Aim 1 →
According to the financial news roundup, how many vehicles did Volkswagen recall worldwide?
Aim 2 →
Continue the financial news roundup from where it stops.

Text extract →
════
Volkswagen Faces Lawsuit

Currently, the German automaker is facing lawsuits filed by several authorities worldwide with very expensive settlement costs. They spent about $7.4 billion to cover the expenses of the controversy they are in; however, it seems that amount is insufficient.

Volkswagen conducted a recall of 11 million vehicles worldwide, adding to their corporate financial expenses. For the latest quarter (which is July to September), it has been reported that they’ve incurred a net loss of $1.84 billion because of the special charges taken in order to prevent potential high costs of lawsuits and massive recalls.

Who Benefited the High Growth of US Auto Market?

Among those who benefited the sales growth of US auto market is Ford Motor Company (NYSE:F). They’ve recorded a total net profit of $2.8 billion during the first half of the current fiscal year ending in June. General Motors Company (NYSE:GM), on the other hand, gained net profits of about $2.05 billion for the first 6 months of their current fiscal year.

Are We Closer to a Global Recession? Hopefully Not!

There are more pressing concerns about the global economic health when the OECD released a global economic forecast of below 3 percent. In a span of 3 months, this is the second time that the forecast on the world economy was downgraded.

Does that sound familiar to you? That is because the International Monetary Fund (IMF) was on the same level last month as they have downgraded their forecast for global growth from 3.3 percent to 3.1 percent. Note that recession is defined by the IMF as a “3 percent growth in the world economy”.

Both IMF and OECD enumerated issues that stem from emerging markets, like Russia and Brazil.

China, on the other hand, is having problems with their economy; they’ve already cut their interest rates 6 times, drop their reserve requirement ratio twice, cut their taxes, as well as devalued the Chinese currency.

The most recent inflation rates would reveal that consumer prices were up at 1.3% in October year-on-year, despite the level of economic stimulus.

This economic data only creates more doubt on the impending increase of interest rates that will be implemented by the US Federal Reserve. Market pricing would tell you that there’s about 70% chance that the Fed will be pulling the trigger this month.

The hope for a delay in interest rate hike is actually good news for the US Congressman Brad Sherman. He told Janet Yellen, the chairwoman for the US Fed, to consider not increasing rates simply because it is not “God’s plan”. His comments has since then been a discussion during the Macroeconomic Roundup. Shortly after that, Sherman’s Deputy Chief of Staff told the NBR that those comments were meant to be a joke.

NBR then asked Sherman’s staff as to why would the congressman tell jokes in a very important meeting. His staff suggested that there’s room for humor during congressional meetings.

Boston Ivy Launches new TLDs

Boston Ivy has recently launched their domain registry services. With focus on the financial and trading industry, the company is promoting their latest offering as a service that would help businesses make a name in their respective industries. The top line domains (TLD) available through Boston Ivy are as follows: .broker, .cfd, .forex, .trading, .markets, and .spreadbetting.
════
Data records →
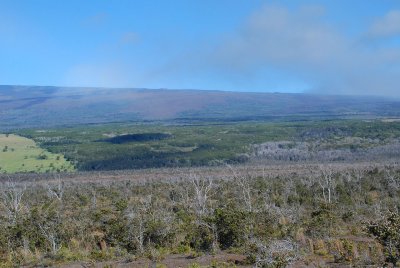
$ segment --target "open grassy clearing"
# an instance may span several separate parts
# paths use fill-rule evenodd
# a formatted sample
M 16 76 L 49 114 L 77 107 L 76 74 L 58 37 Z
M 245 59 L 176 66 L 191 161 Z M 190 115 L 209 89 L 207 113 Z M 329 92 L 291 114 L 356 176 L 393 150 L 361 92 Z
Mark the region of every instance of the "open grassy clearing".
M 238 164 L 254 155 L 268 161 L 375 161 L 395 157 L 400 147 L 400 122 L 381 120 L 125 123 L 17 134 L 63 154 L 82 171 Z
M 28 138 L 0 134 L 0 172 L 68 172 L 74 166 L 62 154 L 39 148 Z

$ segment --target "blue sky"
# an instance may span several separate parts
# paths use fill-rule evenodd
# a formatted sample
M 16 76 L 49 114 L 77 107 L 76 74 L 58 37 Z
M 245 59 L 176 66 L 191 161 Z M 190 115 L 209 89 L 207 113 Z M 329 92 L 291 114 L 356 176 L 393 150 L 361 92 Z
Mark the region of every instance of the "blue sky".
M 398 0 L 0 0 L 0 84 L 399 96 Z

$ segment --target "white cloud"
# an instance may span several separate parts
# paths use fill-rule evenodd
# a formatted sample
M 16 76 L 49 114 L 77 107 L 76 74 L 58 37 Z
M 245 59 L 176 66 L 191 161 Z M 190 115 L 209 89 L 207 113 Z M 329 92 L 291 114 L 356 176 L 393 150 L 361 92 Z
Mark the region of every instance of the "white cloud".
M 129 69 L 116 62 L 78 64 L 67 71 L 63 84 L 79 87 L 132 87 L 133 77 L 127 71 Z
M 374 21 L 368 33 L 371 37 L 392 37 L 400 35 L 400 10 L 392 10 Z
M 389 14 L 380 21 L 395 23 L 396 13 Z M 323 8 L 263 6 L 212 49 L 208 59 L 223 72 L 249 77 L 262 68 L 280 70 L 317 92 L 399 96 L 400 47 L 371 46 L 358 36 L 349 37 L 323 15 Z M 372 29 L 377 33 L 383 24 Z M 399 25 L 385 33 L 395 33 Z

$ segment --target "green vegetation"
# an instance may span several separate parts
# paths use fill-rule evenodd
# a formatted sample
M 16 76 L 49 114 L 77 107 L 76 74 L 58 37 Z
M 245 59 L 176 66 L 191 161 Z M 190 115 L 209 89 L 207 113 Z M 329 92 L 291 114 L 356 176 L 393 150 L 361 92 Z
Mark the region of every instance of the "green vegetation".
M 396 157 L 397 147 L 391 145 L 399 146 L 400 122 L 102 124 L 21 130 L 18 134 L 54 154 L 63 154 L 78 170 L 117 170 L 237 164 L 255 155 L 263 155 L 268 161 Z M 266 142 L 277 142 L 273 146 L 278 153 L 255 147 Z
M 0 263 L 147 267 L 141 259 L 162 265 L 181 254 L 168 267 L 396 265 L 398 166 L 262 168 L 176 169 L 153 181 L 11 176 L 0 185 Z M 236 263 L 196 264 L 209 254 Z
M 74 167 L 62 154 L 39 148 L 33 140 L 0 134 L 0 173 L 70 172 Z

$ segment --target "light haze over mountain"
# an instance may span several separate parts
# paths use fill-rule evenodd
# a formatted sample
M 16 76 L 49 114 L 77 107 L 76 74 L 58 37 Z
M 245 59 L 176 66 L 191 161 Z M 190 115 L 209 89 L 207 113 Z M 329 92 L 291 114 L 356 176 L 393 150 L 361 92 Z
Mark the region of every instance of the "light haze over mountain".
════
Reply 1 →
11 million vehicles.

Reply 2 →
Those new TLDs are included in the new opening of domains that are available for bidding through the Internet Corporation for Assigned Names and Numbers (ICANN). Other newly minted names are .technology, .guru, and .xyz.

During his presentation about “Choosing a High Impact Domain Name” at the Finance Magnates London Summit, Solomon Amoako, the Chief Sales Officer of Sedo, enumerated 5 key points when choosing a domain name; two of which are relevant to TLDs.

The first key point he mentioned was research and analysis of demographics and target markets to help understand names and extensions better.

Amoako emphasized that (1) research and analysis of demographics and target markets are important in order to understand names and extensions better and to know which of them fits best. (2) Keeping the domain simple and (3) avoiding the use of numbers or hyphens important as well because difficult names or adding numbers and hyphens won’t stick to the memory of the web users.

Another point he emphasized is (4) finding a domain that would fit your niche. That is, using TLDs like .forex and .trading to promote better connection with your users.

Lastly, (4) considering how your domain will affect “click through rates” (CTR). Amoako said that domains that are easier to understand would affect the CTR on web searches. For paid searches, these are very important because higher CTRs would give sites higher quality scores from search engines, like Google and Bing, which lowers cost per click and reduces costs for acquisition. He also cited an example, IG.Forex; by adding the .forex domain, it easily gives the customers an idea what IG is all about.

Amoako said that the future of marketing with the new TLDs is yet to be seen. But he believes that as soon as companies embrace the new TLDs, such as the .App domain bought by Google, there would be increased market awareness for the web extensions. In terms of .forex domain, he predicted that the FX.Forex would become a million dollar domain in the years to come.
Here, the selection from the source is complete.